All of the data should be restated word for word, with the pictures omitted.

--

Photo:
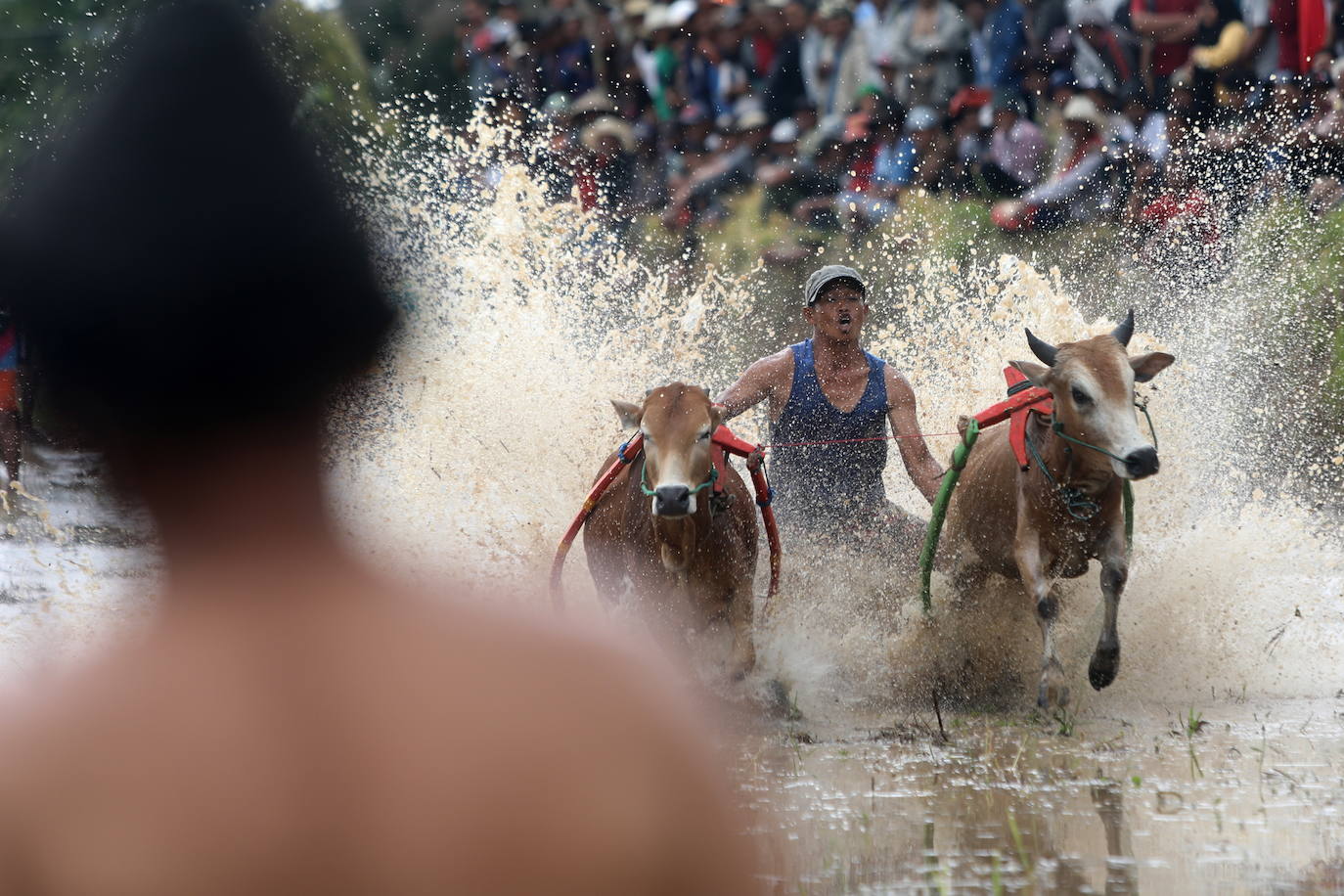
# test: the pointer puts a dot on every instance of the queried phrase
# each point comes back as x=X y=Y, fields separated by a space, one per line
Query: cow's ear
x=1038 y=374
x=1149 y=364
x=628 y=413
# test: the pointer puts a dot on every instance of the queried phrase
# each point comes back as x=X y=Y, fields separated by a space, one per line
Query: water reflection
x=1121 y=806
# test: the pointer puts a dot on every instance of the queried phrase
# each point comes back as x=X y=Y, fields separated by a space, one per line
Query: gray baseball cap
x=827 y=276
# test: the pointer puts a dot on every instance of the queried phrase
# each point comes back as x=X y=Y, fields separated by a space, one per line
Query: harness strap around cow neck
x=1077 y=504
x=644 y=479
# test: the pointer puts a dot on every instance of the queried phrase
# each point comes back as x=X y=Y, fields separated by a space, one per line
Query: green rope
x=940 y=511
x=1128 y=497
x=959 y=463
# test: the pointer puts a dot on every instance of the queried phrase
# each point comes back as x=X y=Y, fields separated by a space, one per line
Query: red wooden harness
x=723 y=443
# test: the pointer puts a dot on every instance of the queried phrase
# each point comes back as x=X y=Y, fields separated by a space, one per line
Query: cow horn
x=1125 y=331
x=1041 y=348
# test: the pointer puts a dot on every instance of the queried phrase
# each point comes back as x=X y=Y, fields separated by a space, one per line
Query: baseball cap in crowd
x=1084 y=109
x=856 y=126
x=920 y=118
x=784 y=132
x=680 y=13
x=829 y=274
x=1008 y=101
x=693 y=113
x=610 y=126
x=750 y=119
x=594 y=101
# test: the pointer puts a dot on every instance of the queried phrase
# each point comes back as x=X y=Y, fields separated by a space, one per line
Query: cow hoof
x=1103 y=668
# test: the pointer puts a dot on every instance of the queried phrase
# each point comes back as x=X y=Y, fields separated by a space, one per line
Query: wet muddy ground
x=1232 y=797
x=1224 y=798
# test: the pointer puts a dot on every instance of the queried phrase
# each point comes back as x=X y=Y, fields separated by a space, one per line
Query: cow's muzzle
x=671 y=500
x=1142 y=464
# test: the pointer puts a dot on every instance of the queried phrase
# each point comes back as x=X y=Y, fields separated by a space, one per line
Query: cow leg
x=739 y=615
x=1031 y=565
x=1114 y=572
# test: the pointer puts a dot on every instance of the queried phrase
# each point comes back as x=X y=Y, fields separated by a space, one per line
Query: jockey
x=837 y=486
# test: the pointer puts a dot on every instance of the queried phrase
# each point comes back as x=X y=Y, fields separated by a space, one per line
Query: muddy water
x=1211 y=766
x=1224 y=798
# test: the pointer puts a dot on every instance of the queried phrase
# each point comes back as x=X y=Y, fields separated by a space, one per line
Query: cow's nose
x=1142 y=463
x=671 y=500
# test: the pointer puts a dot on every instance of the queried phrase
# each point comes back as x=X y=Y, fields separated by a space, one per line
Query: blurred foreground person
x=290 y=723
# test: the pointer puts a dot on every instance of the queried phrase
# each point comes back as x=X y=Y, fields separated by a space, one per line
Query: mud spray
x=523 y=319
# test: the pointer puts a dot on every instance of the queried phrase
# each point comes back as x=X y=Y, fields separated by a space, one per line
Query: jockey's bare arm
x=905 y=425
x=762 y=381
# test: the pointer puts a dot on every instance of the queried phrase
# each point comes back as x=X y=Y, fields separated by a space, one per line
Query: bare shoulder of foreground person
x=290 y=722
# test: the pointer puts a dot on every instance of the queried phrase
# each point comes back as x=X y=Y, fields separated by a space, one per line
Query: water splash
x=523 y=319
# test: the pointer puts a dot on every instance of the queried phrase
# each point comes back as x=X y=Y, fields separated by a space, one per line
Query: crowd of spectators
x=1170 y=115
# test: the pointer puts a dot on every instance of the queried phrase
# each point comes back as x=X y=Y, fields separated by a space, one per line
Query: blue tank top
x=829 y=482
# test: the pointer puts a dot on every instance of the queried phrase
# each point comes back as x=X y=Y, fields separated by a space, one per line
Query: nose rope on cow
x=648 y=492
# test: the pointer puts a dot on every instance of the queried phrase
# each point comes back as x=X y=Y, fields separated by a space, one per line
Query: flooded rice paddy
x=910 y=760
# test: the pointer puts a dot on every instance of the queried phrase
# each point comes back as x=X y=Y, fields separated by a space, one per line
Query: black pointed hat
x=184 y=263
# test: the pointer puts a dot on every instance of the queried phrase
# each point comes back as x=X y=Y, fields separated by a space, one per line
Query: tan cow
x=658 y=532
x=1041 y=527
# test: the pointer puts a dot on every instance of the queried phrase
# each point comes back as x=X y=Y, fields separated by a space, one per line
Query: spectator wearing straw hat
x=1075 y=191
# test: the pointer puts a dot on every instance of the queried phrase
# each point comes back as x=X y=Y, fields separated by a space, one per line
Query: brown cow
x=658 y=533
x=1024 y=524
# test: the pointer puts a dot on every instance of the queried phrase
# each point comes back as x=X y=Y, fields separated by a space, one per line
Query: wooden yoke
x=1023 y=399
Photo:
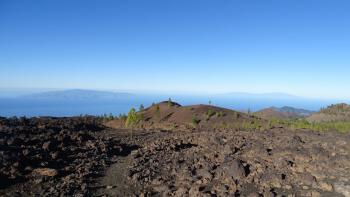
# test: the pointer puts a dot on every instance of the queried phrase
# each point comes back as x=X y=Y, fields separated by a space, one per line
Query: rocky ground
x=77 y=157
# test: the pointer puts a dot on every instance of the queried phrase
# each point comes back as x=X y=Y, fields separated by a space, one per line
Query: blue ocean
x=70 y=107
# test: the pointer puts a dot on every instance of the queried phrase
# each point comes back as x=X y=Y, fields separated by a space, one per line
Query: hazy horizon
x=179 y=46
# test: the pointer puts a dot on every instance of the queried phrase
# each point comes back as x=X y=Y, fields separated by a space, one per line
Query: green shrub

--

Final answer:
Photo:
# test: the pointer puts a dot on every instance of the queried phrase
# each point comes back as x=X y=Y, fields separated by a space, one per line
Query: cow's ear
x=1038 y=374
x=1149 y=364
x=628 y=413
# test: the pointer puts a dot on every instance of the queried phrase
# each point comes back as x=X y=Y, fields separated by a space, one per line
Query: water reflection
x=1121 y=806
# test: the pointer puts a dot on every instance of the queried phrase
# each point comes back as x=X y=Y, fields separated by a space, one per line
Query: gray baseball cap
x=827 y=276
# test: the pointer puts a dot on every instance of the queried phrase
# each point comes back as x=X y=Y, fields separated by a space, one per line
Query: harness strap around cow neck
x=1077 y=504
x=644 y=479
# test: the pointer puts a dot on every instance of the queried phrase
# each point comes back as x=X y=Y, fields separated by a space, one per line
Query: green rope
x=940 y=511
x=1128 y=497
x=959 y=463
# test: the pointer puts a dot on every instance of the queried phrase
# each point comes back as x=X y=Y, fields separated by a space, one per line
Query: red wooden harness
x=723 y=443
# test: the pointer puts a dot on every instance of the queried phrase
# each point comes back as x=X y=Y, fields separated by a space, one per line
Query: cow horn
x=1125 y=331
x=1041 y=348
# test: the pointer puts a dot on every instance of the queried phrase
# each point comes back as x=X y=Y, fields separated by a space, one per line
Query: baseball cap in crowd
x=1084 y=109
x=856 y=126
x=920 y=118
x=784 y=132
x=680 y=13
x=829 y=274
x=1008 y=101
x=693 y=113
x=610 y=126
x=750 y=119
x=594 y=101
# test: the pointer puts a dot on every instance of the queried phrase
# each point comes back as x=X y=Y, fields separated by a space, one per line
Query: cow hoof
x=1103 y=668
# test: the pointer puts a dot on every instance of the queried phrase
# each point comes back as x=X y=Y, fields separated by a space, one per line
Query: wet muddy ground
x=1232 y=797
x=1224 y=798
# test: the pointer puts a dot on every instance of the queried phrase
# each point comes back as x=X y=Y, fields separated by a space, one per line
Query: cow's muzzle
x=671 y=500
x=1142 y=464
# test: the pointer puts a dot on every instance of the queried phrase
# each point comes back as x=X y=Y, fields separated by a space, one per line
Query: cow leg
x=739 y=615
x=1031 y=565
x=1114 y=572
# test: the pointer puts a dot on every instance of the queried phrase
# each point comes back as x=X y=Y, fields separated by a space, one per line
Query: jockey
x=837 y=486
# test: the pointer puts a dot on every instance of the queried phrase
# each point comes back as x=X y=Y, fields separated by a space, one per line
Query: muddy water
x=1211 y=766
x=1224 y=798
# test: the pointer puts a dot on every instance of the queried phrase
# each point comes back as x=X y=Y, fields separated by a space, one per line
Query: cow's nose
x=1142 y=463
x=671 y=500
# test: the pointer puts a dot on every instance of the queried phrase
# each point comes back as x=X y=Y, fields separated by a space, one per line
Query: blurred foreground person
x=290 y=723
# test: the pointer puts a dot on every instance of the queried phrase
# each point comes back as x=X y=Y, fields separated by a space, one per line
Query: mud spray
x=523 y=319
# test: the pointer puts a dot on every instance of the queried phrase
# each point comes back as x=X y=Y, fields separated by a space, one per line
Query: jockey's bare arm
x=905 y=425
x=762 y=381
# test: the pointer puts a dot on every instance of the queried phrase
# each point comes back as x=X y=Y, fields separated by a space, one per line
Query: bare shoulder of foreground person
x=290 y=722
# test: the pointer puts a dot on every instance of the queried phrase
# each point comes back as x=X y=Y, fields separated by a space, one per line
Query: water splash
x=523 y=319
# test: the pointer puts a dot on every instance of the queried phrase
# each point comes back as x=X y=Y, fields separated by a space, one per line
Query: crowd of spectators
x=1170 y=115
# test: the pointer puts a dot on every instance of the queried phrase
# each point comes back as x=X y=Y, fields separated by a space, one per line
Query: blue tank top
x=829 y=482
# test: the pointer puts a dot on every instance of the queried phrase
# each point comes back as x=X y=Y, fields separated by a space, one per line
Query: nose rope on cow
x=648 y=492
# test: the pointer puts a dot on every instance of the queried phrase
# each point comes back as x=X y=Y, fields separated by a space, one per line
Query: flooded rice paddy
x=910 y=760
# test: the pointer puts a dot on every instance of the queried phrase
# each point comes back as x=X y=Y, fields separated by a space, one per line
Query: black pointed hat
x=184 y=263
# test: the pointer puts a dot on every instance of the queried phrase
# each point comes back as x=X y=Y, fields separated by a space, one per line
Query: tan cow
x=658 y=532
x=1041 y=527
# test: the pointer puts a dot on every instance of the queried phrase
# each point comes back as x=X y=Y, fields separated by a space, one per line
Query: spectator wearing straw hat
x=1075 y=191
# test: the pointer puts a dot on every instance of the queried phrase
# each point comes back as x=X y=Y, fields separated by a space, one per line
Query: brown cow
x=658 y=533
x=1024 y=524
# test: the pointer puts a dot on every instance of the queried phrase
# each point comes back as x=X y=Y, fields separated by a space, one per line
Query: wooden yoke
x=1023 y=399
Photo:
# test: the pointer puts a dot on every instance of the queried phrase
# each point comes back as x=X y=Y, fields separated by a space, one per line
Query: rocky ground
x=77 y=157
# test: the pointer puts a dot on every instance of the queried phrase
# each point comes back as x=X y=Y, fields separated by a space, one per line
Query: blue ocean
x=70 y=107
# test: the pointer puts a dot on every instance of the queried phrase
# each point comes back as x=X y=Y, fields separated by a space, one per line
Query: hazy horizon
x=179 y=46
# test: the pointer puts a dot on every instance of the queried phrase
# each point comes back as x=X y=Y, fields separated by a space, one per line
Query: green shrub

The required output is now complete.